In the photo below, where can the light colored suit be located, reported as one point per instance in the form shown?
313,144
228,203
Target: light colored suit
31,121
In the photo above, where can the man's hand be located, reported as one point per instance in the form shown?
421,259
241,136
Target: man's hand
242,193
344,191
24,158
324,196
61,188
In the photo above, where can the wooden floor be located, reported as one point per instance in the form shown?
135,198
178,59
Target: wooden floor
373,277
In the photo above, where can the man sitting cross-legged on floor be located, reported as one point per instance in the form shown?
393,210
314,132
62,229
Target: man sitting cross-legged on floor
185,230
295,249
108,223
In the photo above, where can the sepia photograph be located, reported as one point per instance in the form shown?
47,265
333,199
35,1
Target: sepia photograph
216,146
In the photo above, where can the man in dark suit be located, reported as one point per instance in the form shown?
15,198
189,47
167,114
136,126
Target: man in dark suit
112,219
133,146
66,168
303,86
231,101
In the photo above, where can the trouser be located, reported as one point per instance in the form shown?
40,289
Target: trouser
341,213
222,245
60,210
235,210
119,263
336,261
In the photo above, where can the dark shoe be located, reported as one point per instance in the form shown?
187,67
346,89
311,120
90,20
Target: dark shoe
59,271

▶ _Problem details_
Would you restate each of the entries word for word?

▶ _Result for this task_
In the photo below, where can the light colored suit be located, reported as one point per instance in the form shown?
313,144
228,203
Target: light colored suit
31,121
In the photo above, where can the man's hand be located, reported as one point per instance in the form shown?
421,259
241,136
Target: man's hand
242,193
344,191
24,158
324,196
61,188
In the photo above, where can the wooden floor be located, reported as one point per instance in the form shown?
135,198
178,59
Target: wooden floor
373,277
In the photo above, where can the man sitting cross-legged on floor be located, reported as one point per instance in the form shown?
393,210
314,132
62,229
Target: man sitting cross-legged on floor
185,230
295,249
108,223
In the photo above, where can the sepia photograph be located, reported as one point per instance in the form shown?
47,265
333,199
35,1
Target: sepia photograph
216,146
In the photo above, where can the man in dark suit be located, reported as one point per instance in the form shown?
15,198
189,47
167,114
136,126
Target: man in dark suit
112,219
133,146
66,168
303,86
231,101
In the photo above, where can the trouser be located, reported as one point per instance in the form shown?
40,289
Target: trouser
341,213
222,245
60,210
235,210
119,263
336,261
In the photo above, where can the dark shoe be located, reported as one point per instance in the form shown?
187,67
346,89
311,120
90,20
Target: dark shoe
59,271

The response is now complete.